(Stored items)
- - -

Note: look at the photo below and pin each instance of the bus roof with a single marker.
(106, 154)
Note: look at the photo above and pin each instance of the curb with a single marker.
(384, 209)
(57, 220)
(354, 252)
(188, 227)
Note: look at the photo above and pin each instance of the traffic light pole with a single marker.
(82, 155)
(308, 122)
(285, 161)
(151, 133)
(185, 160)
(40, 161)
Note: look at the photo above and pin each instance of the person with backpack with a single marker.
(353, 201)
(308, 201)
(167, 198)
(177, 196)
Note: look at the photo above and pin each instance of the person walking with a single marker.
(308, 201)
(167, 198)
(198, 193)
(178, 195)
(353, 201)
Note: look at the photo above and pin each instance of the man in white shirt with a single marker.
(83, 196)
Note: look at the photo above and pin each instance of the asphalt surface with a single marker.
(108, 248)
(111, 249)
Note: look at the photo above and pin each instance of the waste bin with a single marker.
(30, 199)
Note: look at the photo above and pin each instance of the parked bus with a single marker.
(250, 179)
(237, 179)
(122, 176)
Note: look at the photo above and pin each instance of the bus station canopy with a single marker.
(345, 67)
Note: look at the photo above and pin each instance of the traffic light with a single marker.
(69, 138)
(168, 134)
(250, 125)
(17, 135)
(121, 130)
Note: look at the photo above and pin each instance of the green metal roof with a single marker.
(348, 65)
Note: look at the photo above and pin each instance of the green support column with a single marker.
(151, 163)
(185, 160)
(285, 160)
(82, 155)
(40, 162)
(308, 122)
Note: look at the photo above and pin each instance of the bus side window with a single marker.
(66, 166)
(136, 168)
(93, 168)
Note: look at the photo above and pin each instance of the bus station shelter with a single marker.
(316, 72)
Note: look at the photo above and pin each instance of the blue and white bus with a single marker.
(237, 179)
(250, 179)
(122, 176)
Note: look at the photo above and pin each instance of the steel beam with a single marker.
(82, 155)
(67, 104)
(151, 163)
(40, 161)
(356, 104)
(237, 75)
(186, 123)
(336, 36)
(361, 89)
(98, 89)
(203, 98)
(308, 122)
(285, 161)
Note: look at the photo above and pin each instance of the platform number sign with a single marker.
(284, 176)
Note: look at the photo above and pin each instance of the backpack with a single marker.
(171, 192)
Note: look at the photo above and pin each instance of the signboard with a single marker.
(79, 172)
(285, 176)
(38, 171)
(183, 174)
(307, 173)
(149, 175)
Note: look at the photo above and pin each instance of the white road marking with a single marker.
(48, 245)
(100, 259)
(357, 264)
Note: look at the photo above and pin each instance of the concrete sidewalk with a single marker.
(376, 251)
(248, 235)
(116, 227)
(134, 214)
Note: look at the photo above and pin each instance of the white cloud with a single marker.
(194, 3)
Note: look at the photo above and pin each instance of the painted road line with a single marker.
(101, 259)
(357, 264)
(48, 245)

- - -

All of the data shown above must be copied exactly.

■ **Task output**
Note: look at the photo below and pin each instance of the bus roof with a single marker.
(106, 154)
Note: look at the photo above and pin each instance of the curb with a single marker.
(384, 209)
(57, 220)
(354, 252)
(188, 227)
Note: look at the photo above and pin each instance of the traffic light pole with a single marker.
(82, 155)
(308, 122)
(285, 161)
(151, 133)
(185, 160)
(40, 161)
Note: look at the photo above and pin each instance of the person with backpack with a single marker.
(353, 201)
(308, 201)
(167, 198)
(177, 196)
Note: look at the photo above and pin each instance of the person walking with a single marker.
(308, 201)
(167, 198)
(198, 193)
(178, 195)
(353, 201)
Note: look at the photo above and pin each instance of the man in white shirt with a single marker.
(83, 196)
Note: look at the photo above and pin each instance of the asphalt surface with a single marker.
(108, 248)
(111, 249)
Note: look at the photo above and pin each instance of the waste bin with a single marker.
(30, 199)
Note: look at the photo above and pin each instance of the parked bus with a single marker.
(250, 179)
(237, 179)
(122, 176)
Note: look at the photo above and pin each instance of the bus station canopy with a single marker.
(345, 67)
Note: look at the photo above and pin each instance of the traffic light with a single marker.
(69, 138)
(168, 134)
(250, 125)
(17, 135)
(121, 130)
Note: look at the photo above and pin each instance of the green metal roof with a single marker.
(348, 65)
Note: look at the photo above and pin each instance of the green support column with a single marker.
(151, 163)
(185, 160)
(285, 160)
(82, 155)
(40, 162)
(308, 122)
Note: look at the photo above and pin each instance of the bus side window with a single marker.
(66, 166)
(136, 168)
(93, 168)
Note: look at the photo above and pin each instance of the bus station shelter with a single marker.
(316, 72)
Note: look at the photo above and pin each instance of the blue and white bus with a single marker.
(237, 179)
(250, 179)
(122, 176)
Note: look at the photo above and pin each instance of the steel beam with a single marker.
(82, 155)
(67, 104)
(151, 163)
(40, 161)
(356, 104)
(237, 75)
(186, 123)
(336, 36)
(361, 89)
(98, 89)
(203, 98)
(308, 122)
(285, 161)
Note: look at the photo above and pin each instance of the platform number sign with a single marker.
(284, 176)
Note: look at the photo above and pin each instance of the backpack with a single marker.
(171, 192)
Note: look at the photo above and pin each instance of the signboard with a single marker.
(79, 172)
(285, 176)
(38, 171)
(183, 174)
(307, 173)
(149, 175)
Note: look at the photo above and pin each instance of the white road marking with a single marker.
(48, 245)
(100, 259)
(357, 264)
Note: look at the photo above and pin each instance of the concrete sidewalk with a single marker.
(376, 251)
(248, 235)
(116, 227)
(134, 214)
Note: look at the photo above and pin each instance of the white cloud with a single marker.
(194, 3)
Note: look at the photo above and pin each instance of the painted road line with a single marker.
(101, 259)
(357, 264)
(48, 245)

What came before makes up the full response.